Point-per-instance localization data
______________________________

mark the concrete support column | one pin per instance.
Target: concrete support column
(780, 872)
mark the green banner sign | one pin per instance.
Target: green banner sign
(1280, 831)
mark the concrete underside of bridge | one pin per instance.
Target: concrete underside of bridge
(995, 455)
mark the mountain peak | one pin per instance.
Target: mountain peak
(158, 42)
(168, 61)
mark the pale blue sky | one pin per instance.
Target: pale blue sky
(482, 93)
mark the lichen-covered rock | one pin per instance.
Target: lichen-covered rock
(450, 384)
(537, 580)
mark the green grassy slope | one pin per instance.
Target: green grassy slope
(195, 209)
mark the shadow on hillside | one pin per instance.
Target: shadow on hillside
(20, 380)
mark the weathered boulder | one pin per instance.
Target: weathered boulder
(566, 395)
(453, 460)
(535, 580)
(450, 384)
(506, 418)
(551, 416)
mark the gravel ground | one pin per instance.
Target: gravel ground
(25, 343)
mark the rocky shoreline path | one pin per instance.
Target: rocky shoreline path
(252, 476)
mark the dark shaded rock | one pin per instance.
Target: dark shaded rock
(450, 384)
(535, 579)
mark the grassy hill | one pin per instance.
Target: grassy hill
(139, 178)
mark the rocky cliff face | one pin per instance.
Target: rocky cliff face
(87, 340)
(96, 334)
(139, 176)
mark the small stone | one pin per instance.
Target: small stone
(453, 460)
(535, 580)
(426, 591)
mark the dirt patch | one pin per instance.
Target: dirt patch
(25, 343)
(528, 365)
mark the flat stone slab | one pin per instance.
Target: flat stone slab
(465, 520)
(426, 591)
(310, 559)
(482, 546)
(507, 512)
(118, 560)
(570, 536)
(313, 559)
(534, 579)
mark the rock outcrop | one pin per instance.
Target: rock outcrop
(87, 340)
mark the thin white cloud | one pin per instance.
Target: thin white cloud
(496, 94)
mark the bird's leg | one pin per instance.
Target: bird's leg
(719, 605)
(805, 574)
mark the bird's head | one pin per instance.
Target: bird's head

______________________________

Problem requirements: What you give back should be exactly the lines of the data above from the line with "mark the dark" through the line with "mark the dirt patch | one pin per instance.", both of those included, and nothing more.

Solution to this problem:
mark the dark shaded rock | one pin per instance.
Target: dark shaded rock
(450, 384)
(535, 579)
mark the grassy hill | one pin per instance.
Target: grassy hill
(139, 178)
mark the rocky cliff face | one pin per instance.
Target: rocky cliff face
(87, 340)
(96, 334)
(139, 176)
mark the small stone | one pin per instance.
Target: small stone
(453, 460)
(535, 580)
(426, 591)
mark the dirt patch | one pin per instance.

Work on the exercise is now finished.